What is being asked:
Write out, from the entries below, exactly the lines that run between the lines holding "For every instance of the white siding, the" and "For every instance of the tree", inclusive, and stop there.

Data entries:
....

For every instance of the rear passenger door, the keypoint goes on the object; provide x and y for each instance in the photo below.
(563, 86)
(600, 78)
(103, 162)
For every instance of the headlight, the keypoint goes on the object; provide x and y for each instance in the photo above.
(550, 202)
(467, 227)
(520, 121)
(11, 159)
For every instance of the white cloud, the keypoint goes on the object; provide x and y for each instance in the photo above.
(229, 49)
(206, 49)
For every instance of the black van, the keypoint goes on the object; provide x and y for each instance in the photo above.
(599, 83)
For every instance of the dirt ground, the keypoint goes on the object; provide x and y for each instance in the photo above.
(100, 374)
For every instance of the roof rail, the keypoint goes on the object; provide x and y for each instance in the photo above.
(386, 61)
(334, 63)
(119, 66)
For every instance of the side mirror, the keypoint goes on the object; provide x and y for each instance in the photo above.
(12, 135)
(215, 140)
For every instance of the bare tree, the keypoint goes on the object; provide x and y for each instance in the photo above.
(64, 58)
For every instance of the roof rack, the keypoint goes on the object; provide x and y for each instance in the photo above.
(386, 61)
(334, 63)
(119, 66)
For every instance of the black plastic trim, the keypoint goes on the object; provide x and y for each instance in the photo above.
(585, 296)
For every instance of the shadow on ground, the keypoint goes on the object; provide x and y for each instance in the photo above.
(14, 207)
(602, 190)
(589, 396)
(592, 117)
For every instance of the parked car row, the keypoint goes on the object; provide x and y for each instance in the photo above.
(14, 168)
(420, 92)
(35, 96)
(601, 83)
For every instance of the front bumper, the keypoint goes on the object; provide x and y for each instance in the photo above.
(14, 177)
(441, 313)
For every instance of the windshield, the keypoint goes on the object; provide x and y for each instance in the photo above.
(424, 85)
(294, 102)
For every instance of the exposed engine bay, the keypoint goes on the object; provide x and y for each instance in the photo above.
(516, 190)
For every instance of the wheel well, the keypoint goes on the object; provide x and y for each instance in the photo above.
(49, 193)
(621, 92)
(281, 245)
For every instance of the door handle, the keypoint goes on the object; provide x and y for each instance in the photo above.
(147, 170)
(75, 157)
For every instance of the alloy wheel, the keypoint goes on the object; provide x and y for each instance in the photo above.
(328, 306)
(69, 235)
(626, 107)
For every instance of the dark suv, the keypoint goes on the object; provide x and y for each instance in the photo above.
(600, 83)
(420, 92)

....

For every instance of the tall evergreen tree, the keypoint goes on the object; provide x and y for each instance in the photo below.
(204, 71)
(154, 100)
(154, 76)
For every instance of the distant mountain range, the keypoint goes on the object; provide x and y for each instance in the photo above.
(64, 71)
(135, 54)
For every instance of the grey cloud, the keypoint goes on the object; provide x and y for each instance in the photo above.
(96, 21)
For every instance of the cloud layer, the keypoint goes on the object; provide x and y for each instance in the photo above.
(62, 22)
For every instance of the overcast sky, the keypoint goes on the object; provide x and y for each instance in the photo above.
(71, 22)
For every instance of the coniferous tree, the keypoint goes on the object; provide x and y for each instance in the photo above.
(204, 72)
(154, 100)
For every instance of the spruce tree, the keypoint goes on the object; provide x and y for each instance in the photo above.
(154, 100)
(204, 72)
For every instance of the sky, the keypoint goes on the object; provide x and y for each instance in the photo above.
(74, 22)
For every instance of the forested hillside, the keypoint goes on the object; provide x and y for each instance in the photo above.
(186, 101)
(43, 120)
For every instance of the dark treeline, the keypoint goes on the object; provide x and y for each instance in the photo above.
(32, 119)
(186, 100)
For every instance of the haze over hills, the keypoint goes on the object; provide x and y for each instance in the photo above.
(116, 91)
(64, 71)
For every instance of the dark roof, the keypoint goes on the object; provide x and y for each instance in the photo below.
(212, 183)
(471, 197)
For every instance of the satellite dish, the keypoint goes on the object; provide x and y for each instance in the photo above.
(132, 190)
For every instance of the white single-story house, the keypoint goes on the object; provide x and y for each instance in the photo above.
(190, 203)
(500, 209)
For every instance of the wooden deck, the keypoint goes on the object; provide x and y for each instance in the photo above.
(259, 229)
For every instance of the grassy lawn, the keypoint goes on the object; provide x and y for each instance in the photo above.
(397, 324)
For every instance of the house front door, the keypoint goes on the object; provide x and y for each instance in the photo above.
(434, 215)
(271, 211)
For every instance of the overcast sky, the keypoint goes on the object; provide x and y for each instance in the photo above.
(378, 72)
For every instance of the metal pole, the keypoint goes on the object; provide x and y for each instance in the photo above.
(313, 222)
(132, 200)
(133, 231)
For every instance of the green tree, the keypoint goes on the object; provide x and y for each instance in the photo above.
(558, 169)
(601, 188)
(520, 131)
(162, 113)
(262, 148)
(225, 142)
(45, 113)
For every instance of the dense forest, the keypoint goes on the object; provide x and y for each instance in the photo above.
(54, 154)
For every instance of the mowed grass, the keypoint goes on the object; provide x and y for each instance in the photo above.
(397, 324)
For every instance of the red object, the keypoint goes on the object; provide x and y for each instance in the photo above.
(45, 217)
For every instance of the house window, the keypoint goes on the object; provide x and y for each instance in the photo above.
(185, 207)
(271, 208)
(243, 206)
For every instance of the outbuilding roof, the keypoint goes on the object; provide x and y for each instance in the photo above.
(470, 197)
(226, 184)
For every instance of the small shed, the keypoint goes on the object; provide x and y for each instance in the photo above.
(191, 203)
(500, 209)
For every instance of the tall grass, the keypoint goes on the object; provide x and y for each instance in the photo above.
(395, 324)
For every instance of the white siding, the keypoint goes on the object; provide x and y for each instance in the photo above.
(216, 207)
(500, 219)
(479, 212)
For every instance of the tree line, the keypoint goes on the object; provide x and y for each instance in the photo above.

....

Completed exercise:
For every instance of the white siding, the keypoint goes on the object; provide x and y for each instance in the photo above.
(216, 207)
(500, 219)
(479, 212)
For every instance of the tree line, the keypoint goes on the object; provide x and y for each instance in the photo above.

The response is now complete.